> [Problems to work on]:
1. Can you reproduce the soil erosion article word for word between "Only about 5" and "be too late.", inclusive?
2. Which book titles does the soil erosion article mention?
3. How would you say this sentence from the soil erosion article in Spanish: "We have to learn to farm without losing the soil."

> [Selected excerpt]:
In the book Dirt: The Erosion Of Civilizations - perhaps a nod to Diamond's Collapse: How Societies Choose To Fail Or Succeed - author David Montgomery, a University of Washington professor of geomorphology, warns that we humans are stripping the Earth of its fertile soils with our archaic farming methods. Over thousands of years our ancestors used the land to farm, and when that land became barren, they moved on to more fertile lands.
But now that thousands of years have passed, and we continue to rely on age-old farming techniques, Montgomery warns that the grass is no longer greener on the other side. "We're doing the same things today that past societies have done, and at the same rate," says Montgomery, who spends most of his time studying the evolution and structure of the Earth's surface. In short, Montgomery believes that we are slowly skinning the planet of its life-giving soil. "It only takes one good rainstorm when the soil is bare to lose a century's worth of dirt," laments Montgomery.
Citing tragic periods in America's history, such as the desolate Great Plains during the Dust Bowl of the 1930s - a hopelessness, and bleakness articulated in John Steinbeck's novel the Grapes Of Wrath - Montgomery lays the blame squarely for such miseries upon primary farming methods. He explains that plowing underneath crop remains, even on flat lands, loosens and exposes the soil to winds and erosion for extended periods, and eventually, drives people off of their farming lands.
Such erosion is expected on sloping lands, where rain and wind constantly reshape hills and mountains that have no vegetation coverage. "If you take sloping land and strip the plants away, it leaves the soil bare and exposed. There will be a huge impact the next time it rains or when the wind blows," says Montgomery. "Plow-based agriculture can change the erosion rate of even a flat place like Kansas into the erosion rate of a place like the Himalayas. Basically that type of farming is remaking the surface of the planet."
Stripping lands of their topsoil in this way is one of the primary reasons that people move about on this planet, says Montgomery, to find new farming areas and repeat the process. But with now more than 6 billion hungry mouths to feed, Montgomery thinks it's finally lunch... er, crunch time. That is, there are no longer any rich new areas to farm. "We're farming about as much land as we can on a sustainable basis, but the world's population is still growing," says Montgomery. "We have to learn to farm without losing the soil." But how do you turn and prepare the land without risking the topsoil?
The answer, according to Montgomery, is that you don't. He says that we should give up tilling agriculture altogether, so that soil erosion approaches something closer to its natural rate. Instead, tilling and plowing would be replaced by a method called disking, where crop stubble is mixed in with the valuable topsoil. The one downside is that more herbicides may be required to keep an inevitable increase in weeds down, but he adds that less farm machinery fuel would be needed to tend crops. "We don't have to farm the way we do. It's as much a matter of culture and habit as it is of economics, and our habitual ways of farming have gotten people into a lot of trouble through the years," explains Montgomery. "It's more of a conceptual shift than anything else, but it's a conceptual shift that conserves the soil."
Only about 5 percent of the world's farmers - mostly in the US and Latin America - use no-till methods, says Montgomery, so it could be some time before we see a shift in farming practices. Let's hope it won't be too late.

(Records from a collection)
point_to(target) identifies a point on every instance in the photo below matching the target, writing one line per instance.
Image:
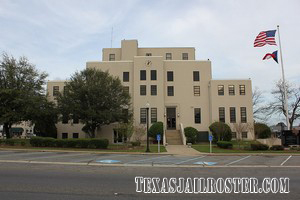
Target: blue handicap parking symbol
(108, 161)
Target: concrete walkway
(181, 150)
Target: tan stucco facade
(186, 97)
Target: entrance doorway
(171, 118)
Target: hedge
(71, 143)
(277, 148)
(224, 144)
(256, 147)
(190, 134)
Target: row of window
(185, 56)
(244, 135)
(153, 75)
(66, 135)
(143, 115)
(232, 112)
(231, 90)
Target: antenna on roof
(112, 31)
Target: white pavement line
(147, 159)
(22, 154)
(238, 160)
(285, 160)
(189, 160)
(53, 156)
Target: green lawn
(111, 148)
(205, 148)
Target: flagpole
(284, 85)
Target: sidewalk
(183, 150)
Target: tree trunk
(6, 129)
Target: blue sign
(158, 137)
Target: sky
(60, 36)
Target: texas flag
(271, 55)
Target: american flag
(265, 37)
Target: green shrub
(135, 144)
(83, 143)
(220, 131)
(190, 134)
(262, 131)
(256, 147)
(98, 143)
(224, 144)
(156, 128)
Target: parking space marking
(188, 160)
(147, 159)
(238, 160)
(285, 160)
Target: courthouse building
(178, 89)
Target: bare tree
(257, 100)
(277, 106)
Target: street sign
(158, 138)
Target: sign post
(158, 142)
(210, 138)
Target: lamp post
(147, 121)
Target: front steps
(173, 137)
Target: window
(222, 114)
(233, 134)
(196, 75)
(243, 115)
(170, 76)
(197, 113)
(126, 89)
(64, 135)
(125, 76)
(143, 90)
(143, 115)
(125, 113)
(55, 90)
(153, 90)
(143, 75)
(170, 91)
(153, 75)
(112, 57)
(168, 56)
(244, 134)
(185, 56)
(220, 90)
(232, 115)
(65, 119)
(242, 90)
(75, 135)
(65, 89)
(231, 90)
(196, 90)
(153, 115)
(75, 119)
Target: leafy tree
(45, 118)
(277, 106)
(21, 86)
(96, 98)
(262, 130)
(221, 131)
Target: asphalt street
(21, 181)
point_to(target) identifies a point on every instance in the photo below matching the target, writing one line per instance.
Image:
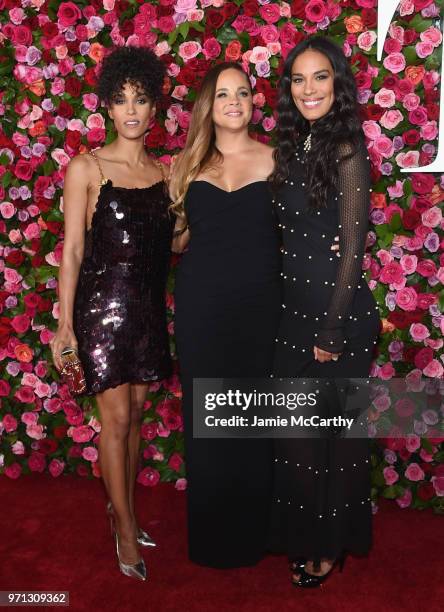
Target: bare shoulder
(80, 168)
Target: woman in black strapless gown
(112, 282)
(227, 308)
(329, 326)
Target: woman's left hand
(322, 356)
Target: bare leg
(115, 408)
(138, 395)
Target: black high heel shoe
(310, 581)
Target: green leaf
(184, 28)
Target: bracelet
(177, 233)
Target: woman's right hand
(64, 338)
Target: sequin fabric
(120, 307)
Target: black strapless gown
(321, 502)
(228, 302)
(120, 307)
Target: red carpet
(54, 535)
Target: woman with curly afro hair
(112, 281)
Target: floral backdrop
(49, 55)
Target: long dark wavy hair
(340, 125)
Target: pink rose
(384, 146)
(82, 434)
(424, 49)
(390, 119)
(429, 131)
(409, 263)
(148, 477)
(211, 49)
(414, 472)
(438, 485)
(37, 462)
(90, 453)
(316, 11)
(395, 62)
(390, 475)
(56, 467)
(391, 273)
(270, 13)
(408, 160)
(405, 500)
(68, 14)
(20, 323)
(181, 484)
(434, 369)
(411, 102)
(419, 332)
(9, 423)
(412, 443)
(7, 210)
(189, 49)
(385, 98)
(386, 371)
(426, 268)
(366, 40)
(13, 471)
(432, 217)
(406, 299)
(371, 129)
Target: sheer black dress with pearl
(228, 300)
(321, 503)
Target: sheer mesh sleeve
(353, 207)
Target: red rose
(230, 10)
(215, 19)
(40, 186)
(373, 112)
(433, 111)
(298, 9)
(68, 14)
(411, 219)
(411, 138)
(73, 87)
(50, 29)
(22, 36)
(156, 137)
(422, 183)
(425, 300)
(233, 51)
(73, 139)
(369, 17)
(423, 357)
(251, 8)
(90, 77)
(65, 110)
(399, 319)
(23, 170)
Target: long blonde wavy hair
(200, 150)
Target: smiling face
(132, 111)
(233, 103)
(312, 84)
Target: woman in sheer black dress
(321, 505)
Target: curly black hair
(340, 125)
(138, 66)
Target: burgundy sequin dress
(120, 308)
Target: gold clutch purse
(72, 371)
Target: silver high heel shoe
(143, 538)
(138, 570)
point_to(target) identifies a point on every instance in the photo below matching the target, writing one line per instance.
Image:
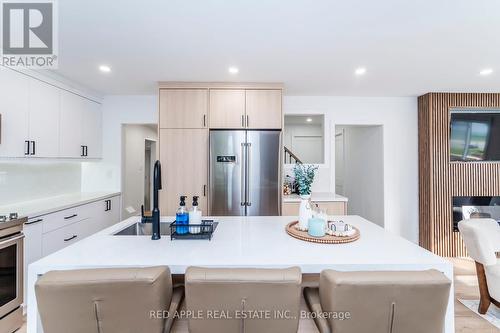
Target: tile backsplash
(31, 180)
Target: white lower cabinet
(52, 232)
(70, 234)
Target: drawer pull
(33, 222)
(71, 238)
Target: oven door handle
(11, 239)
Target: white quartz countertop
(259, 242)
(318, 197)
(243, 242)
(48, 205)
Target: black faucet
(156, 211)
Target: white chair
(482, 239)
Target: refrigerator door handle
(249, 175)
(243, 172)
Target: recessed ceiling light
(360, 71)
(105, 69)
(486, 71)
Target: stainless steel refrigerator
(245, 173)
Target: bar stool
(115, 300)
(243, 300)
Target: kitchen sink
(143, 229)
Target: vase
(305, 211)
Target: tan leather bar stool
(243, 300)
(115, 300)
(380, 302)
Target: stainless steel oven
(11, 273)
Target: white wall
(398, 116)
(25, 180)
(134, 137)
(362, 171)
(305, 141)
(117, 110)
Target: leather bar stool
(380, 302)
(115, 300)
(243, 300)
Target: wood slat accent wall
(439, 179)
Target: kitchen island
(242, 242)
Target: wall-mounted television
(475, 135)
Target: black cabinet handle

> [Exercise answers]:
1.
Only about 5 percent of the world's farmers - mostly in the US and Latin America - use no-till methods, says Montgomery, so it could be some time before we see a shift in farming practices. Let's hope it won't be too late.

2.
Dirt: The Erosion Of Civilizations
Collapse: How Societies Choose To Fail Or Succeed
Grapes Of Wrath

3. Tenemos que aprender a cultivar sin perder el suelo.